### [Ausgewählter Text]
Das Berliner Treffen zwischen Jürgen Habermas und Gerhard Schröder nahm das alte Stück „Geist meets Macht“ wieder auf. Praktisch visionsfrei, aber mit erschütterndem Unterhaltungswert. Es hilft nichts: Dies hier ist „amerikanischer Wahlkampf“  ■ Von Thomas Groß

Am Anfang war auch hier nicht das Wort, sondern das Bild. Kaum haben die beiden Hauptprotagonisten das Willy-Brandt-Haus geentert, umringen auch schon Trauben von Fotografen sie zu einem „Shooting“, wie das zeremonielle Ablichten zur Versorgung der Öffentlichkeit mit Bildmaterial heißt. „Shootings“ haben die sympathische Eigenschaft, unvermittelt und gierig zum Kern einer Sache vorzudringen. Gleich wird Wolfgang Thierse zu einer intellektuell anspruchsvollen Begrüßung ansetzen, vier Stunden Programm stehen bevor, aber hier, im „Blitzlichtgewitter“, hat man schon mal krude, fast pornographisch, worauf's ankommt. Die Tatsache, daß: Habermas meets Schröder. Das will ich sehen!

Daß es sich bei dem Treffen um die Inszenierung einer Begegnung handelt, einer Talkshow oder Pressekonferenz der Rolling Stones zwangsläufig artverwandt, daß die angemessene Berichtsform weniger der knallharte Politkommentar als die beschreibende Eventkritik sein wird – die Kreise, die sich an diesem Freitagmorgen unter dem klingenden Motto „Die Einbeziehung des Anderen. Für eine inklusive Politik“ eingefunden haben, sind aufgeklärt genug, das vorauszusetzen. Gegeben wird eine Wiederaufnahme des alten Stücks von der Begegnung zwischen Macht und Intelligenz. Es sind junge Menschen erschienen! Einige sogar gepiercet. Man darf nicht rauchen, aber locker auf dem Boden sitzen („Teach-in“?).

[Ein Datenblock]

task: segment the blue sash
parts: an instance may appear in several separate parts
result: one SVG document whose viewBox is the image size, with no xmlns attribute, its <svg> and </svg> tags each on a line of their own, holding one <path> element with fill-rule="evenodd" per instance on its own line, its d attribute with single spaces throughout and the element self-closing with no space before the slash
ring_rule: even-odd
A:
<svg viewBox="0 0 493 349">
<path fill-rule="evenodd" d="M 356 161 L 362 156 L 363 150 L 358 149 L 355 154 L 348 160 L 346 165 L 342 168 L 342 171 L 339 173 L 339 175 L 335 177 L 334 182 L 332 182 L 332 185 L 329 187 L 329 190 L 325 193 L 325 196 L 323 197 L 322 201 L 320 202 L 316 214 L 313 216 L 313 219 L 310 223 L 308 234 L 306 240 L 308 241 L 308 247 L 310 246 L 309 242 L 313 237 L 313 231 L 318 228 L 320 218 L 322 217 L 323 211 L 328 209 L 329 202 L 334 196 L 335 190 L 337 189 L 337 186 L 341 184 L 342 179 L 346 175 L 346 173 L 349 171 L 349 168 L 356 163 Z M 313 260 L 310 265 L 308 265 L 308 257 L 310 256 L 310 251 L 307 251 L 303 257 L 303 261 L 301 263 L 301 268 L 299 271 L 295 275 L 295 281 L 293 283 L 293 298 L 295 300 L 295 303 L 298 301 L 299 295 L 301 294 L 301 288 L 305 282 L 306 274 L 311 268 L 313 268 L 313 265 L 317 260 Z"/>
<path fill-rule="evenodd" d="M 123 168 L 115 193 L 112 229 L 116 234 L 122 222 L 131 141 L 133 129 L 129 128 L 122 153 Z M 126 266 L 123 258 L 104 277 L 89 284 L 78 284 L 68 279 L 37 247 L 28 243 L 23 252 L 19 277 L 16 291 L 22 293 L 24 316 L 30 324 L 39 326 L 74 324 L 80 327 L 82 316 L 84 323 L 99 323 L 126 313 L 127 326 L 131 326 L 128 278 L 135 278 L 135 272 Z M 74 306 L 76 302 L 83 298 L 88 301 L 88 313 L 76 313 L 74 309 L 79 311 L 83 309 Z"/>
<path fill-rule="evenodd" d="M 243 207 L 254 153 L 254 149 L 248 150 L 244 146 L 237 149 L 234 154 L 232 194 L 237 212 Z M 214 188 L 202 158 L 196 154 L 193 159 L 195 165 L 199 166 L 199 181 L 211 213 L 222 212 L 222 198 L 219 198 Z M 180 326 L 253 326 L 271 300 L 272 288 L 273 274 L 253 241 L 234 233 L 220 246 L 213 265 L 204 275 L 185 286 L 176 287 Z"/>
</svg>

### [Aufgabe A]
Prüfe, ob die drei folgenden Aussagen mit dem ausgewählten Text übereinstimmen, und beantworte jede mit Ja oder Nein, jeweils belegt durch die entscheidenden Worte des Texts als wörtliches Zitat. (i) Die beiden Hauptprotagonisten kamen im Willy-Brandt-Haus zusammen. (ii) Bei der Veranstaltung war das Rauchen erlaubt. (iii) Für das Programm waren zwei Stunden angesetzt.
### [Aufgabe B]
Gib aus dem ausgewählten Text den Abschnitt von „Am Anfang war“ bis einschließlich „will ich sehen!“ wortgetreu wieder.

### [Ergebnis A]
(i) Ja: „Kaum haben die beiden Hauptprotagonisten das Willy-Brandt-Haus geentert“
(ii) Nein: „Man darf nicht rauchen“
(iii) Nein: „vier Stunden Programm stehen bevor“

### [Ergebnis B]
Am Anfang war auch hier nicht das Wort, sondern das Bild. Kaum haben die beiden Hauptprotagonisten das Willy-Brandt-Haus geentert, umringen auch schon Trauben von Fotografen sie zu einem „Shooting“, wie das zeremonielle Ablichten zur Versorgung der Öffentlichkeit mit Bildmaterial heißt. „Shootings“ haben die sympathische Eigenschaft, unvermittelt und gierig zum Kern einer Sache vorzudringen. Gleich wird Wolfgang Thierse zu einer intellektuell anspruchsvollen Begrüßung ansetzen, vier Stunden Programm stehen bevor, aber hier, im „Blitzlichtgewitter“, hat man schon mal krude, fast pornographisch, worauf's ankommt. Die Tatsache, daß: Habermas meets Schröder. Das will ich sehen!